**PAGE EXCERPT**
Labels

When your points are labeled it can be helpful to show these labels in the scatterplot.

Hover to play video and turn on audio

You can draw text labels with Jupyter Scatter's label() function:

scatter.label(by='df_column_name')

The referenced column needs to be either categorical or contain strings. For all points with the same value, a text label is drawn.

For instance, say we have the following DataFrame:

	x	y	cat	pval
0	0	0	A	0.51
1	1	0	A	0.80
2	1	1	A	0.25
3	0	1	A	0.01
4	2	2	B	0.65
5	3	2	B	0.99
6	3	3	B	1.33
7	2	3	B	0.01

We can label points using the cat column via scatter.label(by='cat').

When displaying labels, Jupyter Scatter automatically manages label collision and overcrowding. It uses an importance-based static placement strategy such that overlapping labels with a lower priority are visualized at a higher zoom when the collision is resolved. To handle many labels, Jupyter Scatter uses a tiling approach where only a limited number of labels (default: 100) are shown per tile.

You can control the label density with the max_number parameter. For instance, to show fewer labels per tile do scatter.label(by='cat', max_number=50).

INFO

For demo notebooks on how to use labels, see https://github.com/flekschas/jupyter-scatter-tutorial.

Importance

Whenever two text labels would collide, the label with the lower priority is hidden. You can specify the importance via the importance parameter as shown below. If no importance information is used, the number of points labeled by a value is used.

scatter.label(by='cat', importance='pval')

Since importance values are point specific, we need to aggregate multiple values to derive the label importance. By default, Jupyter Scatter uses the mean but you can change this behavior to 'min', 'median', 'max', or 'sum'.

**WHAT IS EXPECTED**
List every aggregation method that the Jupyter Scatter labels page above names for turning point-specific importance values into a label's importance.

**DATASET CONTENT**
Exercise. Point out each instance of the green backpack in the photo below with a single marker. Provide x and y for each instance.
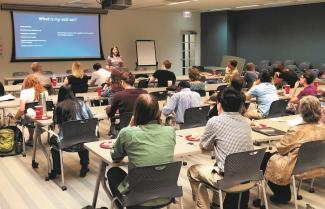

**EXERCISE ANSWER**
- mean (the default)
- min
- median
- max
- sum